** Start of Listing **

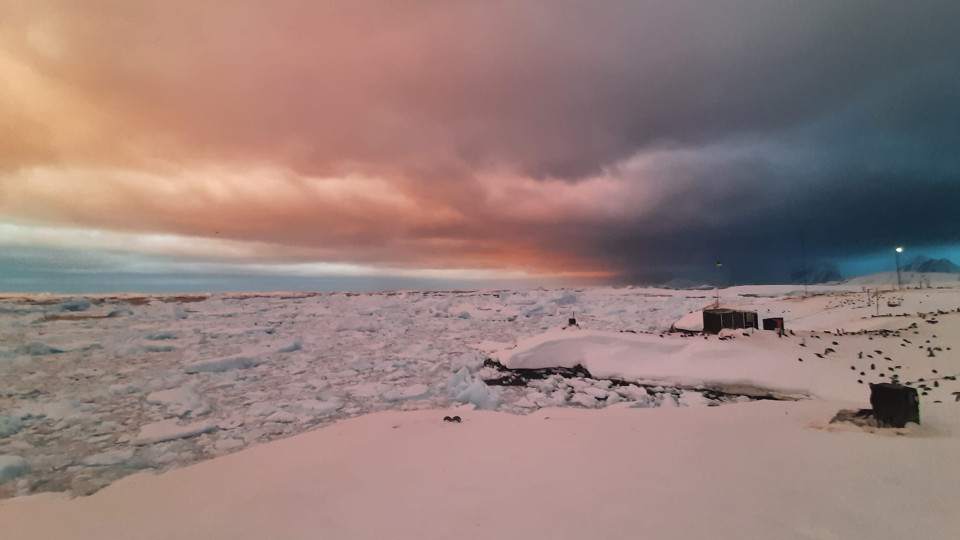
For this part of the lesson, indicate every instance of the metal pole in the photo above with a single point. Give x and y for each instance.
(899, 278)
(719, 264)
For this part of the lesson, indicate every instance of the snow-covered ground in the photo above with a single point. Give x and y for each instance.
(95, 389)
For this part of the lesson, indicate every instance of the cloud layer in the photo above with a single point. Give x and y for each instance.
(630, 139)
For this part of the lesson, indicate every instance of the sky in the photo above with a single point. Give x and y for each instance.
(190, 145)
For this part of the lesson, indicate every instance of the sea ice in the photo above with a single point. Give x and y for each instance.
(169, 430)
(12, 467)
(316, 407)
(9, 425)
(110, 457)
(219, 365)
(180, 401)
(407, 392)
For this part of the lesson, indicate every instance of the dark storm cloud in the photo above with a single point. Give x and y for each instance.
(714, 127)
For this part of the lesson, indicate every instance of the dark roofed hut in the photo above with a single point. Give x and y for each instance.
(716, 319)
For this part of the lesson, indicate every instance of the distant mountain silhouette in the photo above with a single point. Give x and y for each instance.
(818, 273)
(924, 264)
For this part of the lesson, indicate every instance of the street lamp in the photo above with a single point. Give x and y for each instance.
(898, 251)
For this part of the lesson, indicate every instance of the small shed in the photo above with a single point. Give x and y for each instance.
(773, 323)
(716, 319)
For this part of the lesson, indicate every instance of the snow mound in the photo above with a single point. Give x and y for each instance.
(219, 365)
(169, 430)
(467, 389)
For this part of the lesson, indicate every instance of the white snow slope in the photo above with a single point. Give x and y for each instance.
(93, 391)
(756, 470)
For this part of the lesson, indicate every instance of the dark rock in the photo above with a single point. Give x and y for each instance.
(894, 405)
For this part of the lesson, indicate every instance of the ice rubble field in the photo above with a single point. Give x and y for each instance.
(92, 390)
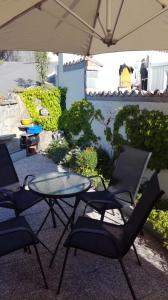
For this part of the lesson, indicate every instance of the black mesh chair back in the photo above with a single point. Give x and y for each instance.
(8, 176)
(150, 195)
(129, 170)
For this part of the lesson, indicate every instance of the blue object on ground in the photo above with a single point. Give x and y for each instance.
(34, 129)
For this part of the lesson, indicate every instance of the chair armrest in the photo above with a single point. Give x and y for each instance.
(102, 180)
(6, 198)
(8, 204)
(122, 191)
(87, 230)
(17, 229)
(111, 197)
(25, 182)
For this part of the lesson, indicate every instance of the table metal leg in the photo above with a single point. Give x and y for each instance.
(52, 212)
(70, 222)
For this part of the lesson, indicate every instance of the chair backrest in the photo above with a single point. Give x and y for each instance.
(8, 175)
(150, 196)
(129, 169)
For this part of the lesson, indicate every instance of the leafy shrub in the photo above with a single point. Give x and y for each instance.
(49, 99)
(159, 221)
(42, 63)
(147, 130)
(57, 150)
(70, 159)
(76, 123)
(63, 92)
(87, 161)
(104, 163)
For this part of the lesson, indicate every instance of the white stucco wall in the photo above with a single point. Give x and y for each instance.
(74, 81)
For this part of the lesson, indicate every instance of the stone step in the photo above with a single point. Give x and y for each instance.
(18, 155)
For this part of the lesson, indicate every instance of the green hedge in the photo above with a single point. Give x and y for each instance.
(50, 99)
(147, 130)
(159, 221)
(76, 123)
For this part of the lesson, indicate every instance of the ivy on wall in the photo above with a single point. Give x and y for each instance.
(143, 129)
(46, 98)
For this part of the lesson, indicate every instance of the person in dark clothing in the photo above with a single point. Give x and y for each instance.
(144, 76)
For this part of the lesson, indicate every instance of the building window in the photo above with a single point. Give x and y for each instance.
(91, 77)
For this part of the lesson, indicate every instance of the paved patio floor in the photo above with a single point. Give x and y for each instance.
(87, 276)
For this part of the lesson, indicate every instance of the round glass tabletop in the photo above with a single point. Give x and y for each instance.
(59, 184)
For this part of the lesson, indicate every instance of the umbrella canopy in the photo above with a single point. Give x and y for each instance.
(82, 26)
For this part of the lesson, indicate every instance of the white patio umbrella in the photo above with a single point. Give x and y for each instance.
(84, 26)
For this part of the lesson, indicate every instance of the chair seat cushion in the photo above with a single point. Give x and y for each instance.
(95, 242)
(24, 199)
(99, 196)
(16, 239)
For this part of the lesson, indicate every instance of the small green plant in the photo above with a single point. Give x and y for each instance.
(57, 150)
(71, 158)
(159, 221)
(63, 92)
(87, 161)
(46, 98)
(76, 123)
(104, 163)
(42, 63)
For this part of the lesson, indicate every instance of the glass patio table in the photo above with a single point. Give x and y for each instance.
(55, 185)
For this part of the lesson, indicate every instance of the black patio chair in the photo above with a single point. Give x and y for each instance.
(16, 234)
(124, 183)
(12, 195)
(110, 240)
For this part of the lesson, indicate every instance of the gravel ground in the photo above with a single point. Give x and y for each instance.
(87, 276)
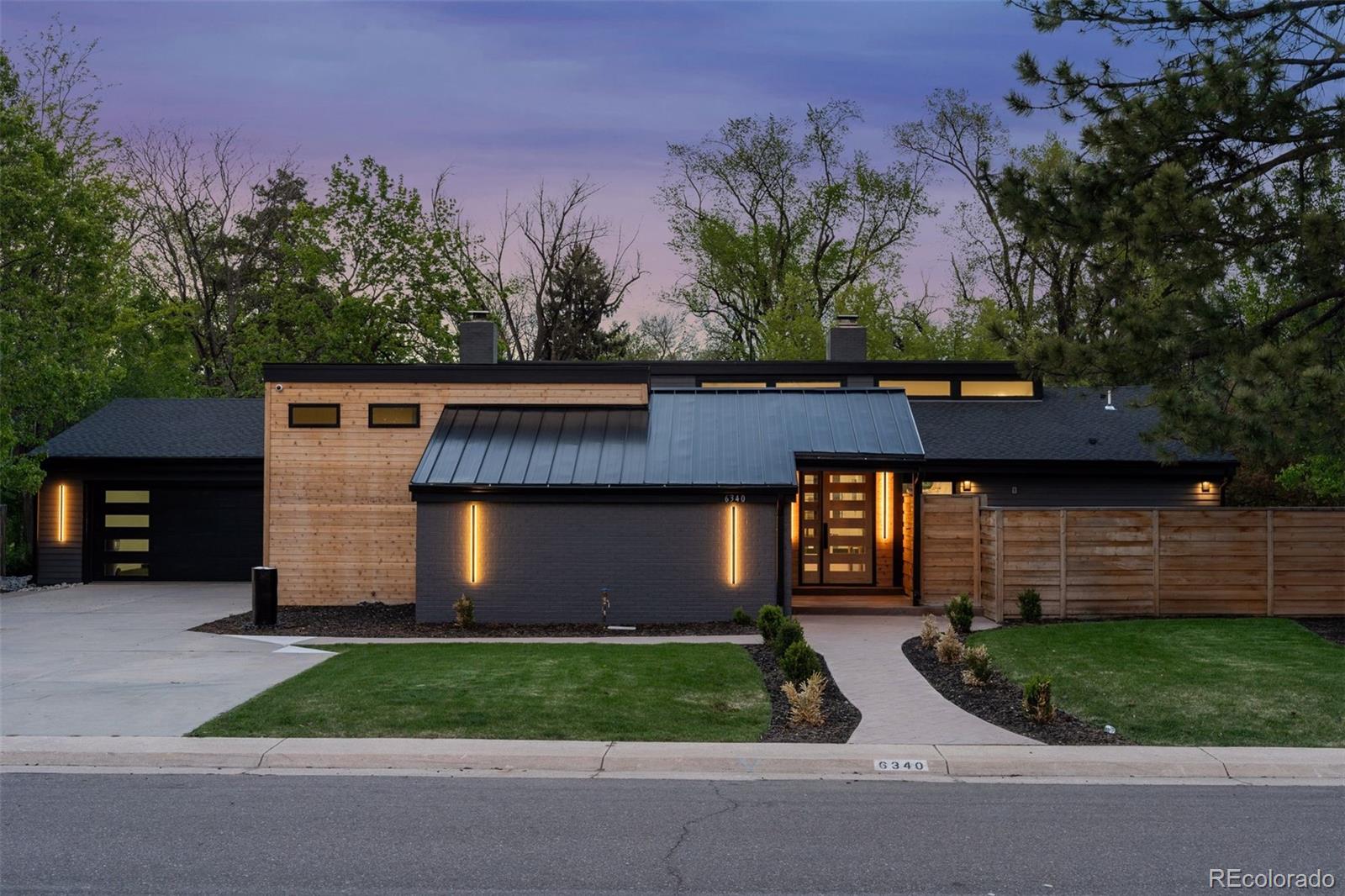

** End of Listing **

* [Exercise]:
Reproduce the material above line for line, swapping every occurrence of "in the photo above" for "in the image shown" and changing nothing else. Leave out the pictures.

* [Solved problem]:
For this part of the lesson, indicate every instance of the metal pole in the image shown with a single point. Give x and y for each instance.
(899, 278)
(719, 264)
For this part of the lesson, indicate every instance of the snow-covered ground in the image shown with a single point. Give x and y for each instance.
(95, 389)
For this part of the lesson, indicate every instance of the cloud layer in the image shown with a single point. Give x and y for each instance.
(630, 139)
For this part of the lesson, indicate every instance of the sky in the image shown with a single point. Give x and y for each instance.
(190, 145)
For this part of the lesson, indicate every instance of the sea ice in the image shown with a single point. Give x and y for each instance.
(169, 430)
(12, 467)
(316, 407)
(9, 425)
(110, 457)
(219, 365)
(180, 401)
(407, 392)
For this part of the lesson, indicate every instance of the dark storm cloud in the image shown with a single point. Give x and y for each instance.
(714, 127)
For this part of the lesson, indicate every instance of the dark roofed hut in the image shown with a single point. Give x and y for each instance.
(716, 319)
For this part of the lesson, indicate every instance of the distant mountain silhouette in the image shown with a single point. Give x and y for each instance.
(818, 273)
(924, 264)
For this part of the lesson, indicate every instance of the street lamp in the image shown with a single point. Give x and y for each instance.
(898, 251)
For this part of the lesson, indicate every instance of the small shed in the image shown with a single point. Give x and y for each instance.
(773, 323)
(716, 319)
For this part of the lesson, indicate every instance of the snow mound in the image shown with a single point. Give x and y for each instance.
(219, 365)
(169, 430)
(467, 389)
For this part of the lesson, indicate every instance of the white snow slope in the image shown with a single point. Give x and y for each instance.
(93, 391)
(756, 470)
For this part of the lesson, indicate every instance of the dark rock in the image shown with a single point. Give x and y for each instance.
(894, 405)
For this part of the lesson, indicate every instance of the ice rubble field in the image shown with a single point. Give x and y for each instance.
(92, 390)
For this part of the lesson, indicate every instance of the black mesh chair back in the image shown with a single point. Give x and y for each instance.
(8, 176)
(150, 195)
(129, 170)
For this part of the lesson, indicate every instance of the blue object on ground in the image shown with a single point. Give x and y for each instance.
(34, 129)
For this part of the lesson, indicate every instance of the chair armrest in the image shown with a single point. Give x and y for each instance.
(102, 180)
(6, 198)
(8, 204)
(122, 191)
(87, 230)
(17, 229)
(111, 197)
(25, 182)
For this part of the lesson, indicate every instance of the table metal leg in the image shown with a single point. Give x and y for each instance.
(52, 212)
(70, 222)
For this part of the lesson, indicate every instance of the chair backrest in the image shown with a single point. Give x and y for each instance.
(8, 175)
(150, 196)
(129, 169)
For this part of the lesson, indicate every instance of the leafy shrub in the image shown with a single point. Give x and y for each instance.
(49, 99)
(159, 221)
(42, 63)
(147, 130)
(57, 150)
(70, 159)
(76, 123)
(63, 92)
(87, 161)
(104, 163)
For this part of the lesson, indicate every instance of the white stucco wall in the image shown with a single point. Give x and y for each instance.
(74, 81)
For this part of the lesson, indicate every instance of the stone step in the image shown with a single point. Give x and y for each instance.
(18, 155)
For this part of the lesson, indicate every instance of the green hedge in the image shown with a single point. Give x and y for each instance.
(50, 99)
(147, 130)
(159, 221)
(76, 123)
For this part of the lesson, indicate every instance of the ivy on wall in the image shown with a single point. Give x and y for each instance.
(143, 129)
(46, 98)
For this part of the lesson, indicate every instance of the person in dark clothing in the image shown with a single point. Give x and y for each instance.
(144, 76)
For this part of the lesson, indicate every instance of the building window in the image shown with a single point. Give x and y for each instance.
(91, 77)
For this part of the lesson, indicate every instance of the paved patio floor in the image shown with a single point. Give x and y for each instance.
(87, 276)
For this part of the lesson, indicate every instance of the round glass tabletop in the image shown with a single point. Give x and y for each instance.
(59, 184)
For this part of the lesson, indicate every instance of the umbrella canopy in the image shown with a single point. Give x and y for each instance.
(82, 26)
For this part of the lesson, indicate every instance of the white patio umbrella in the image shown with a single point. Give x and y for each instance.
(84, 26)
For this part of the lesson, indicate every instance of the chair seat cushion in the image shown with a single point. Give x and y for each instance.
(95, 242)
(24, 199)
(99, 196)
(16, 239)
For this part of the lesson, indicate every instance of the small green plant in the image shown with a single point. Give x and y for each instance.
(57, 150)
(71, 158)
(159, 221)
(63, 92)
(87, 161)
(46, 98)
(76, 123)
(104, 163)
(42, 63)
For this part of the lesson, indicate every instance of the glass patio table in the image shown with a single point. Give x and y for each instance.
(55, 185)
For this part of the lesson, indicate every instance of the black patio chair in the image shown with a single point. Give x and y for each instance.
(16, 234)
(124, 183)
(12, 195)
(110, 240)
For this part of the lesson, indicate every instance of the gravel ground in the image shown with a single point. Give x and y for each instance.
(87, 276)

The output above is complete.